◆ Aim ◆
Starting at the line with "Return one point for each instance of the microphone." in it, reproduce each line below through the last one, exactly, and include nothing else.

◆ Given data ◆
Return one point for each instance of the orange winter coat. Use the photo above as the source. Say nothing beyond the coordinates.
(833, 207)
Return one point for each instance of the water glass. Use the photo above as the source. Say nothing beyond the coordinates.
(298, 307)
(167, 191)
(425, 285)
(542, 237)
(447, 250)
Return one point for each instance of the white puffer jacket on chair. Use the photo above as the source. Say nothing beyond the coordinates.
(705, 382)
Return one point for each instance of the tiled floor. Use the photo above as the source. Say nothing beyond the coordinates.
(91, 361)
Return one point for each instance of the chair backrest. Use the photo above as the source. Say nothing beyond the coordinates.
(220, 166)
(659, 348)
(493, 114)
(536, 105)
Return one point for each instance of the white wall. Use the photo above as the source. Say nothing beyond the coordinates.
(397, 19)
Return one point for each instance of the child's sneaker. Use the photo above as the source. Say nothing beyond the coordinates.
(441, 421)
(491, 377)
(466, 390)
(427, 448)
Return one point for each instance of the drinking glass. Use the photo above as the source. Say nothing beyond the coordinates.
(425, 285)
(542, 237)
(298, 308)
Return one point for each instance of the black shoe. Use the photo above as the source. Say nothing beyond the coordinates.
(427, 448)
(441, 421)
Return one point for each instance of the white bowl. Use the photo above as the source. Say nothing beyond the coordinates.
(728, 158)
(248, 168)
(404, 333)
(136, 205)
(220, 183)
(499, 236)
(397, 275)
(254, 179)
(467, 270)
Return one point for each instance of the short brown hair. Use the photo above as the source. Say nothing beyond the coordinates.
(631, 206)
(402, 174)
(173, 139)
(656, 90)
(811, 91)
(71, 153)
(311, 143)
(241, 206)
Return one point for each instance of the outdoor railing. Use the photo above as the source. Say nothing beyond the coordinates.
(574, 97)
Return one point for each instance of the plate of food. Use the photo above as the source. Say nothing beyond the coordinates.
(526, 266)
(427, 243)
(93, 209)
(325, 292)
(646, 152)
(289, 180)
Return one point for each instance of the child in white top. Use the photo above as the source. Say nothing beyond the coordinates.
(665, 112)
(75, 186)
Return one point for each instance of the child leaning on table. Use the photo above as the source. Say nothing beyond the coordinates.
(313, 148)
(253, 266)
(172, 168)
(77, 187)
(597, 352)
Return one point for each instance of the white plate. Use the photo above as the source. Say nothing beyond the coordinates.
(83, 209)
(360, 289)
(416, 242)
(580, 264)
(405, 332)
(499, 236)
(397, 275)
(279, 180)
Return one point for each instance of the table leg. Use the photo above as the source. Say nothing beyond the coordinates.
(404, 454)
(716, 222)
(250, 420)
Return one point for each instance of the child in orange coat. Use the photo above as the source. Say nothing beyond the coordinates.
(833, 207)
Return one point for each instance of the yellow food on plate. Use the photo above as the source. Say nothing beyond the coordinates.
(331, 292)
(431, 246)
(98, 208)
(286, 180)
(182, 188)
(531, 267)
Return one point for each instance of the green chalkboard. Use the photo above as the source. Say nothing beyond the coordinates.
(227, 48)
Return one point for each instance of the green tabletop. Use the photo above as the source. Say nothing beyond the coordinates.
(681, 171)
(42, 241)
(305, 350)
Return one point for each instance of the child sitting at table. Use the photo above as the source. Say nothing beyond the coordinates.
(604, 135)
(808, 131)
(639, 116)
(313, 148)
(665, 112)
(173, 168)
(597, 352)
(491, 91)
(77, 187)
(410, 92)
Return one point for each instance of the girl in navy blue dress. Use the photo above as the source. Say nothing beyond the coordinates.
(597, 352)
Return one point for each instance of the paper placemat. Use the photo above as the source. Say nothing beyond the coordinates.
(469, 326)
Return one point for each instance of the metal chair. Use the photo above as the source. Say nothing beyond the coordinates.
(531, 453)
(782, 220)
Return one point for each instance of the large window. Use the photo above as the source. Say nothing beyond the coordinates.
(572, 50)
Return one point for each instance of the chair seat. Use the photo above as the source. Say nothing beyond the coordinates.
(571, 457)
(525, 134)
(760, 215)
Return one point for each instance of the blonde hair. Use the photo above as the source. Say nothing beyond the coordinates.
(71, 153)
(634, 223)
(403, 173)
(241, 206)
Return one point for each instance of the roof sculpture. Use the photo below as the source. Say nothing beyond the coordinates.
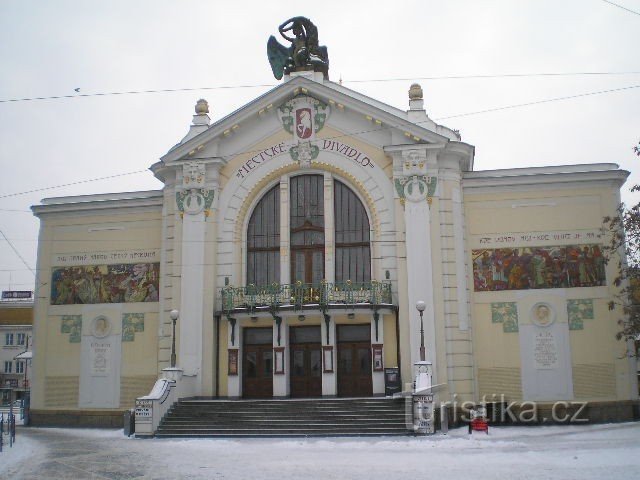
(304, 53)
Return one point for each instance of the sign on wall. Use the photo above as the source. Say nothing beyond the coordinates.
(522, 268)
(116, 283)
(16, 294)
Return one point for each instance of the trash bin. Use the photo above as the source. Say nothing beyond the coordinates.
(130, 422)
(392, 382)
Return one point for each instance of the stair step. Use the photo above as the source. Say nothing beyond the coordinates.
(285, 418)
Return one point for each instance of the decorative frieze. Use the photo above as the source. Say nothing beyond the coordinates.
(194, 197)
(131, 324)
(72, 325)
(578, 311)
(414, 184)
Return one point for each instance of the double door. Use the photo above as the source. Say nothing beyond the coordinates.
(354, 361)
(257, 364)
(306, 361)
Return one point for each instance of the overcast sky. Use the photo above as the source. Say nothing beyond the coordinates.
(377, 48)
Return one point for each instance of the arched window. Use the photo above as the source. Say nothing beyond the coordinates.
(353, 247)
(307, 228)
(263, 240)
(307, 234)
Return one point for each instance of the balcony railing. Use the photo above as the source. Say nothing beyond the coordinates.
(325, 295)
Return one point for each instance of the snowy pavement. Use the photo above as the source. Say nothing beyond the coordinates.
(609, 452)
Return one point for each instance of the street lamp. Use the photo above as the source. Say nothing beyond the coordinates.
(420, 306)
(173, 314)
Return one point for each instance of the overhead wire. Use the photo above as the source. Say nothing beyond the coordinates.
(271, 85)
(622, 7)
(334, 137)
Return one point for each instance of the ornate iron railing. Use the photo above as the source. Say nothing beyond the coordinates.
(297, 295)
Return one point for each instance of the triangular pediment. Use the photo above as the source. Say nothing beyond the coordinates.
(349, 112)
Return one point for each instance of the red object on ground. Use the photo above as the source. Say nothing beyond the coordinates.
(479, 425)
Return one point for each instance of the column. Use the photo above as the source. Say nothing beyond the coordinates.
(329, 366)
(415, 189)
(377, 352)
(194, 200)
(281, 367)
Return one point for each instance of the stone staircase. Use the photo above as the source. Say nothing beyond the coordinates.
(285, 418)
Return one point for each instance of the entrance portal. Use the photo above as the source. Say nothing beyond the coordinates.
(306, 358)
(257, 364)
(354, 361)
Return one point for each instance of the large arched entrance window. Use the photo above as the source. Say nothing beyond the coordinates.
(307, 234)
(353, 247)
(307, 228)
(263, 240)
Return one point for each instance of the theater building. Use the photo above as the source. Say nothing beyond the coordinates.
(295, 236)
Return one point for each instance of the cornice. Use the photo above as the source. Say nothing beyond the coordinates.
(328, 92)
(101, 203)
(563, 175)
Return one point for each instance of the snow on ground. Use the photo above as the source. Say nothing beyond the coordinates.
(610, 451)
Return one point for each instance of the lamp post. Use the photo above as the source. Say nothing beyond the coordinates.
(420, 306)
(173, 314)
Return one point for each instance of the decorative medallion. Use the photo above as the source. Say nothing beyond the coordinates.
(304, 153)
(578, 311)
(303, 117)
(72, 324)
(194, 197)
(100, 326)
(131, 323)
(414, 184)
(543, 314)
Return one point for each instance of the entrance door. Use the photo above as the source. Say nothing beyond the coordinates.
(307, 265)
(354, 361)
(306, 358)
(257, 364)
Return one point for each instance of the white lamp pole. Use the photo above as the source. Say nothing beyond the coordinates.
(420, 306)
(173, 314)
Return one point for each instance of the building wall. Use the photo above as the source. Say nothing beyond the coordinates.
(65, 344)
(586, 362)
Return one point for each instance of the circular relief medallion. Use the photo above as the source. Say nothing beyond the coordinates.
(543, 314)
(101, 326)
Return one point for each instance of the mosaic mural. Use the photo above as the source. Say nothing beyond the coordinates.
(505, 313)
(72, 324)
(121, 283)
(578, 311)
(131, 323)
(523, 268)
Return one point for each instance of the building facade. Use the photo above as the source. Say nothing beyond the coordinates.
(295, 236)
(16, 326)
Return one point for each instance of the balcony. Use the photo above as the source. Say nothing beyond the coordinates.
(299, 296)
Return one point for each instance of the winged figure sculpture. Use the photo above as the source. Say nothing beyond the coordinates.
(304, 53)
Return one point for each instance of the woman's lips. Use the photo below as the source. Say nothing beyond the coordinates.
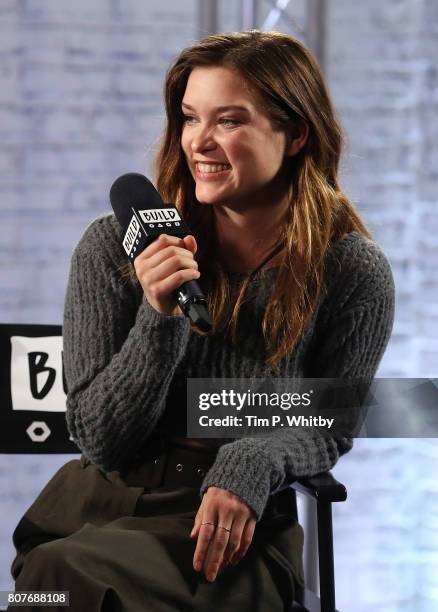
(211, 175)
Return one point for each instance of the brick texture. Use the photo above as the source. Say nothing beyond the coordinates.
(80, 103)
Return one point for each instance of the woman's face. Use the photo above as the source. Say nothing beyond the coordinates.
(216, 134)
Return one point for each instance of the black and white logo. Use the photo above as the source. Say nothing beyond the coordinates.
(160, 215)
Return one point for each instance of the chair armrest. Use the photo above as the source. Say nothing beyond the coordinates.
(323, 487)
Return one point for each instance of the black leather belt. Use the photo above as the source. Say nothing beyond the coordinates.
(167, 464)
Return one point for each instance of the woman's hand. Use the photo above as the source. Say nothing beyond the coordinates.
(221, 507)
(163, 267)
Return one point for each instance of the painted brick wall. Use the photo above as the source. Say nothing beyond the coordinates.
(80, 103)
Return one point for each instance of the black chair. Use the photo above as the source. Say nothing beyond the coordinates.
(32, 421)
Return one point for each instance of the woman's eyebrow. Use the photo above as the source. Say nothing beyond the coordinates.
(221, 108)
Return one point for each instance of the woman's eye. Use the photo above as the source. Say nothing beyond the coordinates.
(224, 120)
(228, 121)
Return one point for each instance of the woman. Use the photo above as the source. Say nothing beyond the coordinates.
(296, 288)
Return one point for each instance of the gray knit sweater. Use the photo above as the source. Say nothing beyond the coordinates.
(126, 365)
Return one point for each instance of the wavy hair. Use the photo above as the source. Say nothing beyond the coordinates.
(288, 83)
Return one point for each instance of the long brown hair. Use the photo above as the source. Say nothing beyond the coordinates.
(287, 81)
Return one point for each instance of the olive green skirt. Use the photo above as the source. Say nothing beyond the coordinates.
(116, 548)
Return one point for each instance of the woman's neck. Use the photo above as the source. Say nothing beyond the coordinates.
(245, 239)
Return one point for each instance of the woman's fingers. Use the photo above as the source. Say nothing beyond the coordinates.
(206, 535)
(245, 541)
(163, 267)
(224, 526)
(234, 540)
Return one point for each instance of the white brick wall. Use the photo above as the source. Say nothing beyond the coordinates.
(80, 103)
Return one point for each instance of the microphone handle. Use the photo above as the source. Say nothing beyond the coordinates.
(192, 302)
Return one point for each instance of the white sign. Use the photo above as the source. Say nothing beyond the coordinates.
(36, 374)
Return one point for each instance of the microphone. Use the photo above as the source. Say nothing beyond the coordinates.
(143, 216)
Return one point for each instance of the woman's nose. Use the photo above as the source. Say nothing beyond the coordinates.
(203, 139)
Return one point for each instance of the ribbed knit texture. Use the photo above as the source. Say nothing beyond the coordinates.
(126, 365)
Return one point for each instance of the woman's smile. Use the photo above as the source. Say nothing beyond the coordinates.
(211, 172)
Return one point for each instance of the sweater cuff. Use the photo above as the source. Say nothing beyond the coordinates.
(245, 469)
(155, 318)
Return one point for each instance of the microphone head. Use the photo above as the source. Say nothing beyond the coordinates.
(133, 190)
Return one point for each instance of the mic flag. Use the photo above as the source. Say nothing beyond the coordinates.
(143, 216)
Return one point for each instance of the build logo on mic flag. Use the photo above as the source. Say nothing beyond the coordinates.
(147, 225)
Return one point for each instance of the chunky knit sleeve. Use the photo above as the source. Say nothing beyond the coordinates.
(120, 355)
(357, 324)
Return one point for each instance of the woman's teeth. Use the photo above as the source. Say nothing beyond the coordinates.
(212, 167)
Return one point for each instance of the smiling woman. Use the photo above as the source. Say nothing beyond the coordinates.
(296, 288)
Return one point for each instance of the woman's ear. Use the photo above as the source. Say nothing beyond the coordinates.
(297, 137)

◆ Answer ◆
Return one point for each instance of the microphone. Use the photo above as the source. Say nothing beyond the coordinates.
(143, 216)
Return one point for each instance of the woman's nose. Use the photo above as the source. Say nothing beyond the coordinates.
(203, 139)
Return one point for each instance of the ribbed knit texture. Use the photo above as the source. Say nothing beyond the coordinates.
(126, 365)
Return one point for each instance of the woman's smile. Use the photo above as the source. Say nothing beyond the coordinates.
(211, 172)
Return one point for each instance of the sweater cuff. Use the photo above as the source. Say nothing beyond the coordinates.
(245, 469)
(155, 318)
Return one point for each instance of the microphone head. Use the photo above as the source. Say nothing beyond the coordinates.
(133, 190)
Return one point for each instance of the mic flag. Use the photo above as the source. Say nothing beyond the coordinates.
(143, 216)
Return one point for each instance of the build logo on mic flag. Use the photo above as the source. Say nothing beyond the coordinates.
(147, 225)
Return one point for each instance of the chunky knit sleeve. Use the photo above as the source. Say nothing beyond the coordinates.
(120, 355)
(357, 324)
Return one point for each instance of the woman's teeth. Use the photo above as the source. Say nothing beyond the coordinates.
(212, 167)
Return one point for each instance of the smiling woman. Use the photo above as the source. Say nothing beyond the coordinates.
(296, 288)
Return one point for each instance of the woman's ear. Use the photo above as the source. Say nothing beyond the coordinates.
(297, 137)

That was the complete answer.